(Location identification entries)
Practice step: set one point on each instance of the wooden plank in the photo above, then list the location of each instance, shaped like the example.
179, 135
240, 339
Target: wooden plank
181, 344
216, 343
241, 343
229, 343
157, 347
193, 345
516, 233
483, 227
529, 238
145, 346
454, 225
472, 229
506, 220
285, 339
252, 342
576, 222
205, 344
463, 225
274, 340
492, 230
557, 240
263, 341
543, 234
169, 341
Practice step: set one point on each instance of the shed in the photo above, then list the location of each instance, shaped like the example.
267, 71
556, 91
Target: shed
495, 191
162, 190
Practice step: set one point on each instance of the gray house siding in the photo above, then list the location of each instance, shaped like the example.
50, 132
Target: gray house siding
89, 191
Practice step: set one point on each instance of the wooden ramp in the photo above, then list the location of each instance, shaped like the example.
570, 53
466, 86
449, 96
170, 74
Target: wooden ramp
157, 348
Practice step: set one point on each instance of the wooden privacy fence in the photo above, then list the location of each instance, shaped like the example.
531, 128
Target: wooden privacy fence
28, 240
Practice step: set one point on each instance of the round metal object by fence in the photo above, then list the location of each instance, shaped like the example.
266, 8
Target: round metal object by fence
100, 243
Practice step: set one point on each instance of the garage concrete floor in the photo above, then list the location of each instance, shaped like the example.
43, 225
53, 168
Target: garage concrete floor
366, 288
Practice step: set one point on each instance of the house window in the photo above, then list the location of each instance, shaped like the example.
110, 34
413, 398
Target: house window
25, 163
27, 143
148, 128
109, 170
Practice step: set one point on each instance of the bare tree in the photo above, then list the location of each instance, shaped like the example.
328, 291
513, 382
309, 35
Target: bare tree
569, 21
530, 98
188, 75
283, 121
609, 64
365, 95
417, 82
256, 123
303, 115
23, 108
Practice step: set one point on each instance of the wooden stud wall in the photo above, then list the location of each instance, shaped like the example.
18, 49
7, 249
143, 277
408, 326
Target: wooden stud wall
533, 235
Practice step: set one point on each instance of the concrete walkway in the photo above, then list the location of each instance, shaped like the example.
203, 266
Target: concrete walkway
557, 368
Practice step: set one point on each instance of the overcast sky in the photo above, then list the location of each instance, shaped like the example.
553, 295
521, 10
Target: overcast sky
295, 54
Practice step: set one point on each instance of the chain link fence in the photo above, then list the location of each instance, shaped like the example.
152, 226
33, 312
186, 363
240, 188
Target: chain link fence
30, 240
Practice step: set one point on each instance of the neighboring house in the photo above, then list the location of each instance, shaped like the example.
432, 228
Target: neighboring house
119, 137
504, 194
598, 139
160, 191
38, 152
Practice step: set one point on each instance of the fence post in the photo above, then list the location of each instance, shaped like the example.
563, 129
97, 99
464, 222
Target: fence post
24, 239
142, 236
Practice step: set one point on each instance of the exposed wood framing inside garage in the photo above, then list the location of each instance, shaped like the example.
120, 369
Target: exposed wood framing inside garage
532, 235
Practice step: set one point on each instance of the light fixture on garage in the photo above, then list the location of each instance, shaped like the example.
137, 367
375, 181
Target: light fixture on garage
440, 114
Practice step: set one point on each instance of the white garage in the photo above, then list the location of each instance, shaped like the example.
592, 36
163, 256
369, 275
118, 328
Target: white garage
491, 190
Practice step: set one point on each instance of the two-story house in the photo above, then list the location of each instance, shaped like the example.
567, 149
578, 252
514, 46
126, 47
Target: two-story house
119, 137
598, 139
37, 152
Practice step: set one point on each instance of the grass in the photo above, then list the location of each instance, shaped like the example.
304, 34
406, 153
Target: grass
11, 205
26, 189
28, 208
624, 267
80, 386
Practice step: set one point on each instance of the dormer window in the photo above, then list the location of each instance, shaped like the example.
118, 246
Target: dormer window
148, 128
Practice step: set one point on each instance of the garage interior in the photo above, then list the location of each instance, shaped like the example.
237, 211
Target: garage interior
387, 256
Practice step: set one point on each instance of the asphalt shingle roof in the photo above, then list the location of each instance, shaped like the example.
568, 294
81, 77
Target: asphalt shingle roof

:: WRITTEN INSTRUCTION ::
Revise the lines from the one containing "the garage interior" through the end of the records, inclusive, putting "metal roof" wherever "asphalt shingle roof" appears and leaving all else unchanged.

:: CORRECT RESULT ::
Practice step: set one point on each instance of the garage interior in the photo above, then list the location of each instance, shaped like the example.
237, 211
Target: garage interior
387, 256
Practice step: set one point on each instance of the metal roof in the photo above, then list the location of each instance, shaped like the example.
568, 294
81, 77
Target: metal roof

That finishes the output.